::: TRECHO PARA LEITURA

Mais de 34,6 milhões de trabalhadores brasileiros cumprem jornadas superiores a 40 horas semanais, segundo a Relação Anual de Informações Sociais (RAIS), do Ministério do Trabalho e Emprego. A maioria atua nos setores de comércio e serviços — onde a escala 6×1 é regra.

O padrão brasileiro não é isolado. Um relatório da Organização Internacional do Trabalho (OIT) mostra que, em boa parte do mundo, jornadas longas ainda são a norma. Mas há exceções. França (35 horas), Alemanha (35 horas, com debate para reduzir a 28), Bélgica (38 horas) e Espanha (37,5 horas) aparecem como exemplos de países que já caminham no sentido oposto — com menos horas e mais tempo livre.

No Brasil, um levantamento do Sindicato dos Comerciários do Rio de Janeiro ajuda a dimensionar a precarização: operadores de caixa, atendentes de loja e trabalhadores de serviços gerais formam a base de uma pirâmide trabalhista com pouca ou nenhuma perspectiva de crescimento profissional.

::::::
::: LINHAS DE DADOS

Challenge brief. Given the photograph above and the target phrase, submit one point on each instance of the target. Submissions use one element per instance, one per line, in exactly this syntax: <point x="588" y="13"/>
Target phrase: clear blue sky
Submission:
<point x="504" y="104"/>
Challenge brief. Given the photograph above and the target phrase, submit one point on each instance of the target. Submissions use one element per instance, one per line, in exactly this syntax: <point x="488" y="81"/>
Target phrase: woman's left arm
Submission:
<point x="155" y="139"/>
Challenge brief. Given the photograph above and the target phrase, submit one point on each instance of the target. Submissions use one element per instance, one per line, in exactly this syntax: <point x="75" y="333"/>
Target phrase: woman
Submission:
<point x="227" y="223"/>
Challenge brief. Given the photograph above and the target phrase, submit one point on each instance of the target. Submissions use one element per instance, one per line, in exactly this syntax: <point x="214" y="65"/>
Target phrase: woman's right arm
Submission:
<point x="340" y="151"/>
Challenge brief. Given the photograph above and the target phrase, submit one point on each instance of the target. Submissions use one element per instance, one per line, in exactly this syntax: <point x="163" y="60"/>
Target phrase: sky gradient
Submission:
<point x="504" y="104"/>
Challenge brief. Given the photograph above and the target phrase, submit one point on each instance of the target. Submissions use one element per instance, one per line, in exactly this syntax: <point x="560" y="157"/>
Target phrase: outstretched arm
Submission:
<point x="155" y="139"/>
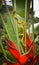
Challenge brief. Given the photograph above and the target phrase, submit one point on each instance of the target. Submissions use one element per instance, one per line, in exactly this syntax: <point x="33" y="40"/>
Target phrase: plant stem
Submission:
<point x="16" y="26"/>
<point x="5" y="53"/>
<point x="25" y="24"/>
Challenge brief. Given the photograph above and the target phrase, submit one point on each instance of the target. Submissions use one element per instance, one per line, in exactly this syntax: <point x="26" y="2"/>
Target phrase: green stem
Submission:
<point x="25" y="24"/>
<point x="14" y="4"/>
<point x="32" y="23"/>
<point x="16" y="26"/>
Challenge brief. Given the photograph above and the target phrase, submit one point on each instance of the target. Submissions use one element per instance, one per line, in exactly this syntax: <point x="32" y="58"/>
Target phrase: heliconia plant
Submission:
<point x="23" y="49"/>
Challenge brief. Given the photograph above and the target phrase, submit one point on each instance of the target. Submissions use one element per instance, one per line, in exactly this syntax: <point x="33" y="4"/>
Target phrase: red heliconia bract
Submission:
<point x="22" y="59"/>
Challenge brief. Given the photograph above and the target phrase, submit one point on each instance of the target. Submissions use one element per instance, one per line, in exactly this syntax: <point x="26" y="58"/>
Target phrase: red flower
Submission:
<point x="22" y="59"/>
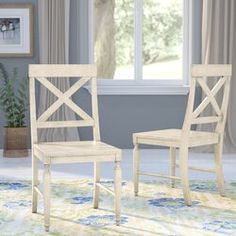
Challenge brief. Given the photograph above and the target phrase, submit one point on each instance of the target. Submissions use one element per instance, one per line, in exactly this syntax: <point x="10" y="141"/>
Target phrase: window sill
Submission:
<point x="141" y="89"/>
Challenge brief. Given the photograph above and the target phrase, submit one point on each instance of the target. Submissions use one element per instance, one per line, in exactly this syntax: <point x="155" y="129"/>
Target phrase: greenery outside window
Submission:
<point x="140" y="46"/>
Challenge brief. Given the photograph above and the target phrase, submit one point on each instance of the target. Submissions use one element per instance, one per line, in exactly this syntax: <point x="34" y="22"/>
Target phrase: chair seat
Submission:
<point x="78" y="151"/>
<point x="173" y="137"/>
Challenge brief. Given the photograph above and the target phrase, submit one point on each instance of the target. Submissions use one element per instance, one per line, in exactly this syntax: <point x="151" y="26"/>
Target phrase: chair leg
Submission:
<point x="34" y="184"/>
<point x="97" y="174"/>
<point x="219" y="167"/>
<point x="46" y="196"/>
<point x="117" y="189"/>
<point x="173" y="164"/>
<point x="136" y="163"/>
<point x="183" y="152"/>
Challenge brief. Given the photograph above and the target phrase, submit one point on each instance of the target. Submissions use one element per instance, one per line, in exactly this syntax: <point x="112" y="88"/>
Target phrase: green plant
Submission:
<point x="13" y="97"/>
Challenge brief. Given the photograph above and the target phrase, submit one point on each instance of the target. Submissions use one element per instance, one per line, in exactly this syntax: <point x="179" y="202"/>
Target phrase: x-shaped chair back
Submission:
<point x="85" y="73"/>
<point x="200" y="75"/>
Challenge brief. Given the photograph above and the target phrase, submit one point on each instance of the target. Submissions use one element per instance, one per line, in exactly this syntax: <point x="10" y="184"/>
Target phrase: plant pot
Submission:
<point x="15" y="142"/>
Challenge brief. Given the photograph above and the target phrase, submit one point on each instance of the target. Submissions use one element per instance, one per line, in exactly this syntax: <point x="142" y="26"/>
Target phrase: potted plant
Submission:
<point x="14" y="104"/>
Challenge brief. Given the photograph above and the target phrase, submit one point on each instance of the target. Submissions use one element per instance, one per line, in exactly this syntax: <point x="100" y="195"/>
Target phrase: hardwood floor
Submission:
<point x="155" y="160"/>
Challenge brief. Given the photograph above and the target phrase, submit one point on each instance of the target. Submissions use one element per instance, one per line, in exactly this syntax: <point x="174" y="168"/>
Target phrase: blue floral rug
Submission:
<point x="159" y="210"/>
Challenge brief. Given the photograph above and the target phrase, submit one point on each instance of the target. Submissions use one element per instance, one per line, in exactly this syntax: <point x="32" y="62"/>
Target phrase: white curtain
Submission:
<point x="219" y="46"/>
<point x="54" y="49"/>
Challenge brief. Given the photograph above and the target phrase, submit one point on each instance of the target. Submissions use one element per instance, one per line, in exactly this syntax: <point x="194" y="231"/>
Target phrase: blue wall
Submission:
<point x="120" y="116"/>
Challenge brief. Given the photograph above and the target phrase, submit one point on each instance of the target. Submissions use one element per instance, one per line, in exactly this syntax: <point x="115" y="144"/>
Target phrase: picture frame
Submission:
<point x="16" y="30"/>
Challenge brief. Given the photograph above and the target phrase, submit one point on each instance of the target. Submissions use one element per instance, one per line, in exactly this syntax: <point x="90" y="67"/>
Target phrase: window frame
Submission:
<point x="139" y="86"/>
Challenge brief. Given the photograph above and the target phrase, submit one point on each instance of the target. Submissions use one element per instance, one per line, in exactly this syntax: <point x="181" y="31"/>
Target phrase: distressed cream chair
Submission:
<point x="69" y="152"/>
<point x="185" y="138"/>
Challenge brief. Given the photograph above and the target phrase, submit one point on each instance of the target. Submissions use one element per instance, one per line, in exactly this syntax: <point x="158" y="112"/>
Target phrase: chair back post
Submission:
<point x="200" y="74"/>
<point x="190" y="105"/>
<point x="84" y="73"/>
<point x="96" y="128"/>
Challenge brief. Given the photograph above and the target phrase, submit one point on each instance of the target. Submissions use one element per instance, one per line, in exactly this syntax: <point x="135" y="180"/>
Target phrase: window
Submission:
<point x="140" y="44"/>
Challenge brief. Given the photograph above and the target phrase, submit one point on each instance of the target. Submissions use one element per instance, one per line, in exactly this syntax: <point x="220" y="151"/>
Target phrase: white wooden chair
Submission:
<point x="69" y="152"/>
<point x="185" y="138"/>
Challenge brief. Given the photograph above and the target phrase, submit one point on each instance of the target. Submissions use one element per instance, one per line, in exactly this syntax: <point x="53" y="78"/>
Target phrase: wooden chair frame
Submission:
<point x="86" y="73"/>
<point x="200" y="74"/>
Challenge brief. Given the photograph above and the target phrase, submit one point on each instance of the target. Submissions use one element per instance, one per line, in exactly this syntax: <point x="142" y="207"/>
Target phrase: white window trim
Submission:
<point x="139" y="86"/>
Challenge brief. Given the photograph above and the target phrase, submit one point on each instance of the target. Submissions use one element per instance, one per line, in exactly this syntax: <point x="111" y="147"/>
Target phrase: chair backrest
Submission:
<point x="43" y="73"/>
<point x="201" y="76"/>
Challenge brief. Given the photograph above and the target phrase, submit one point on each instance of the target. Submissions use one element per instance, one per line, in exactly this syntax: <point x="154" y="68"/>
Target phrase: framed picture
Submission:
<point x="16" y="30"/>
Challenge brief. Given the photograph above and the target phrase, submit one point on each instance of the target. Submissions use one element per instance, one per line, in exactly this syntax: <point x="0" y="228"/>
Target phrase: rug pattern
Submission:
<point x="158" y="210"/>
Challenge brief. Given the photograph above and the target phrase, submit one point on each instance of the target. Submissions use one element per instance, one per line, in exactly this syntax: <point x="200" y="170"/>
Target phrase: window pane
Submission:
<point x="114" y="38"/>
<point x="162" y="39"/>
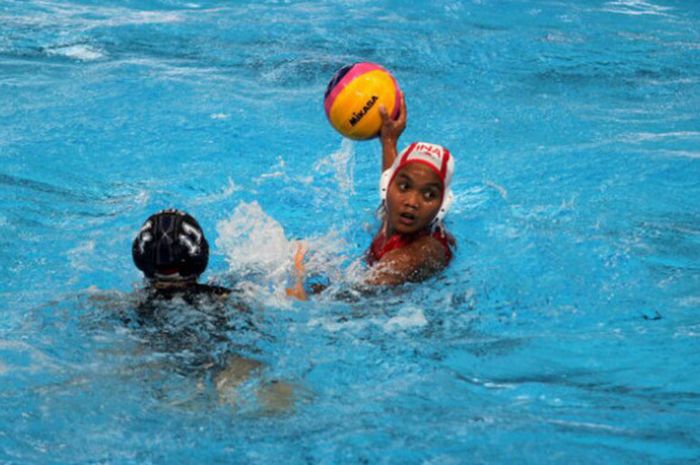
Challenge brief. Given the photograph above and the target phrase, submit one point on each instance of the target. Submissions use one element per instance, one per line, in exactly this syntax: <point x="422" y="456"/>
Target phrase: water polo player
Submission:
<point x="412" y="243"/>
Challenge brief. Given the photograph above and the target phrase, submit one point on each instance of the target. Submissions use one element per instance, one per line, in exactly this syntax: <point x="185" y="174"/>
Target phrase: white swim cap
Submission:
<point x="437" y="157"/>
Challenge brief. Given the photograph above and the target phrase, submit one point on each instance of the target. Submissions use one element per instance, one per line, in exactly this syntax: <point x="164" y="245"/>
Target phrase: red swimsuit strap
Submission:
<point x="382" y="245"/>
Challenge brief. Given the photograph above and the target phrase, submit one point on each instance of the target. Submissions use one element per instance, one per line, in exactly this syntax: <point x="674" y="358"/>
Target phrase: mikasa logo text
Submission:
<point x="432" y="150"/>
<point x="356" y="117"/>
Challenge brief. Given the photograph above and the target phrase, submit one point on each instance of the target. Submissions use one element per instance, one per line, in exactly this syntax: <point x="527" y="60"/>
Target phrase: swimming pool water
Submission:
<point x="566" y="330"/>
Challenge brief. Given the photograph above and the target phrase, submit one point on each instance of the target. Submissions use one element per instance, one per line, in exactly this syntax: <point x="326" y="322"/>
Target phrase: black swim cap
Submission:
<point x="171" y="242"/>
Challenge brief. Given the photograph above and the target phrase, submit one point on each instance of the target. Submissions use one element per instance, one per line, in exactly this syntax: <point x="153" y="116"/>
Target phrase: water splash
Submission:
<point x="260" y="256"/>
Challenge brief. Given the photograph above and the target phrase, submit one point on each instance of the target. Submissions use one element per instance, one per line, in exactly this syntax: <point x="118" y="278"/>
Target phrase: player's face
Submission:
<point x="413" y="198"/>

::::::
::: LINHAS DE DADOS

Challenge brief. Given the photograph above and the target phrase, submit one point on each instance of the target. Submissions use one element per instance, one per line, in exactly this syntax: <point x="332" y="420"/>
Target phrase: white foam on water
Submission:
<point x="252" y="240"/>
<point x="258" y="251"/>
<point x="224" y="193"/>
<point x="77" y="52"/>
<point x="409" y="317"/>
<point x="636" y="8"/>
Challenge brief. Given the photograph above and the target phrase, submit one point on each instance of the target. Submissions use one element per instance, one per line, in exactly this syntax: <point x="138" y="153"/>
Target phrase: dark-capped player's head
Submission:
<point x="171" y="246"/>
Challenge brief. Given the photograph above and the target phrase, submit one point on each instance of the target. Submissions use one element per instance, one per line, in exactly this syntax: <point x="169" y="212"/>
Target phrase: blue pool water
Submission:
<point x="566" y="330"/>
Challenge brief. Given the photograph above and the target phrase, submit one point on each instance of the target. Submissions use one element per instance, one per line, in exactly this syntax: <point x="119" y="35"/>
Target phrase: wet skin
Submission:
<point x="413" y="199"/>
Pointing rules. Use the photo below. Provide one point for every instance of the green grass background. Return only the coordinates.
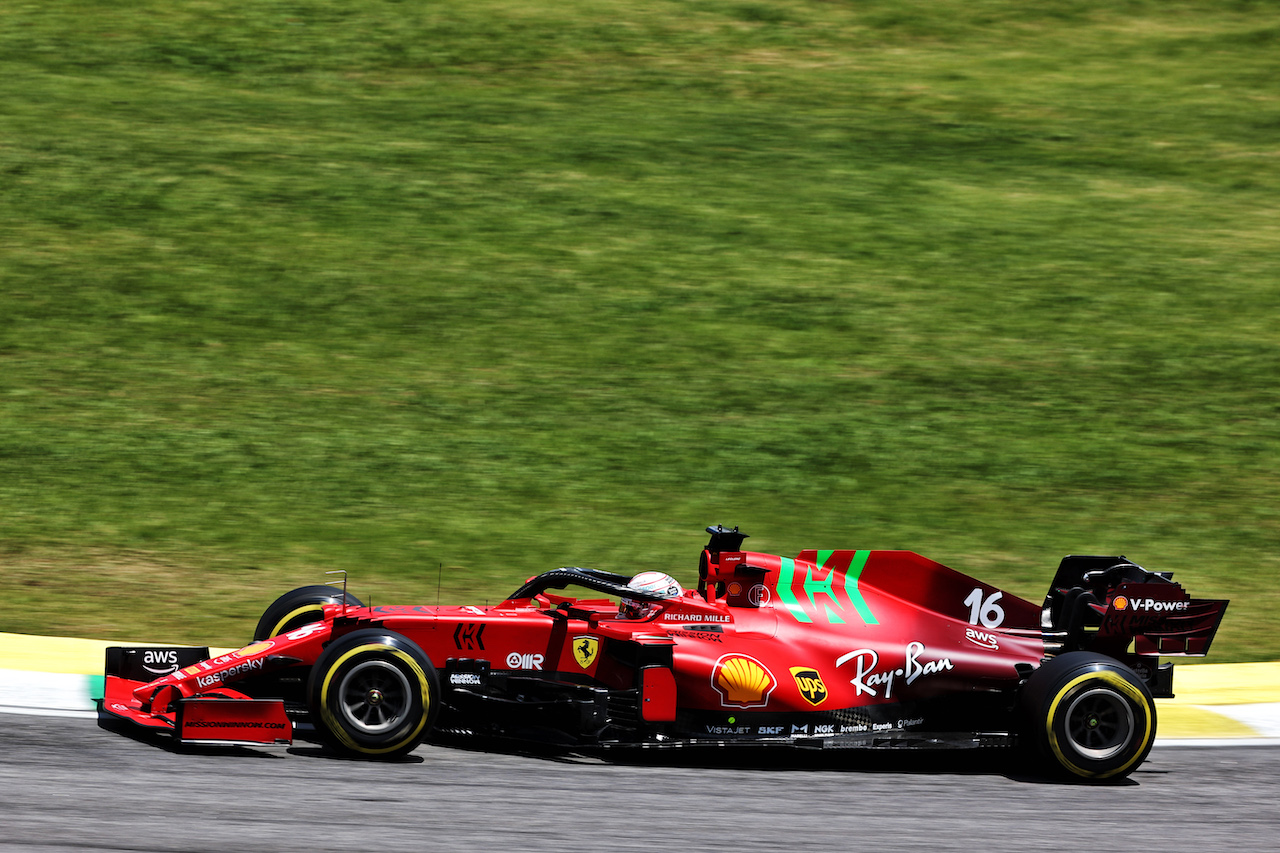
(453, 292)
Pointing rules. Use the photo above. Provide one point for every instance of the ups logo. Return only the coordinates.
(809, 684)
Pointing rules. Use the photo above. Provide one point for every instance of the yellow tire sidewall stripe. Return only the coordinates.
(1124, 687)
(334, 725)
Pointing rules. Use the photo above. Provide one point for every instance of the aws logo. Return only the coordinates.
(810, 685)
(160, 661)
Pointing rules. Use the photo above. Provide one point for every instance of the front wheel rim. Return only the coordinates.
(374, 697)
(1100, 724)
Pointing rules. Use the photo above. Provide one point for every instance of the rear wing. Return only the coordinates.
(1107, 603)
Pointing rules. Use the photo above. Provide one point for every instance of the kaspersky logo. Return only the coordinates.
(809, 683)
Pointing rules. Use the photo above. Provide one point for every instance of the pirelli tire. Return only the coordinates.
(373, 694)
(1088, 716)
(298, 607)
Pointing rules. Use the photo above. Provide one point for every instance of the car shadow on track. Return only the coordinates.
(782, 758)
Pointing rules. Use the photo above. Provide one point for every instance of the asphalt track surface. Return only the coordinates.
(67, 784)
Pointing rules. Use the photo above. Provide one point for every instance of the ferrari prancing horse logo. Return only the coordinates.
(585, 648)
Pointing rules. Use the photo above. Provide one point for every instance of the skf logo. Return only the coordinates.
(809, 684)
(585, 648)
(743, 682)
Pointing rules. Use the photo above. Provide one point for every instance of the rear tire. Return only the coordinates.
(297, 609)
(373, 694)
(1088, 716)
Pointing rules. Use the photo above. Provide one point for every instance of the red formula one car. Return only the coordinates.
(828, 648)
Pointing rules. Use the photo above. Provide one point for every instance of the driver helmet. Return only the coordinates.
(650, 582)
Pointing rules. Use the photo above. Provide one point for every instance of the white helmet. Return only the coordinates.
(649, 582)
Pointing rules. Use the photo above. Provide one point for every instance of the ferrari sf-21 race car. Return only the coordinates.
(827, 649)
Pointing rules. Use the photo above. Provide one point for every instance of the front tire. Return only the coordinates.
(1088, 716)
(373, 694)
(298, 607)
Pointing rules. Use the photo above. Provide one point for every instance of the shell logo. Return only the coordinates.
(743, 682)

::::::

> _O QUE FAZER_
Reproduza fielmente o trecho sobre as jornadas de trabalho, desde "O padrão brasileiro" até "mais tempo livre.", inclusive. Para responder, baseie-se somente no trecho sobre as jornadas de trabalho, e não na listagem.

> _RESULTADO DA TAREFA_
O padrão brasileiro não é isolado. Um relatório da Organização Internacional do Trabalho (OIT) mostra que, em boa parte do mundo, jornadas longas ainda são a norma. Mas há exceções. França (35 horas), Alemanha (35 horas, com debate para reduzir a 28), Bélgica (38 horas) e Espanha (37,5 horas) aparecem como exemplos de países que já caminham no sentido oposto — com menos horas e mais tempo livre.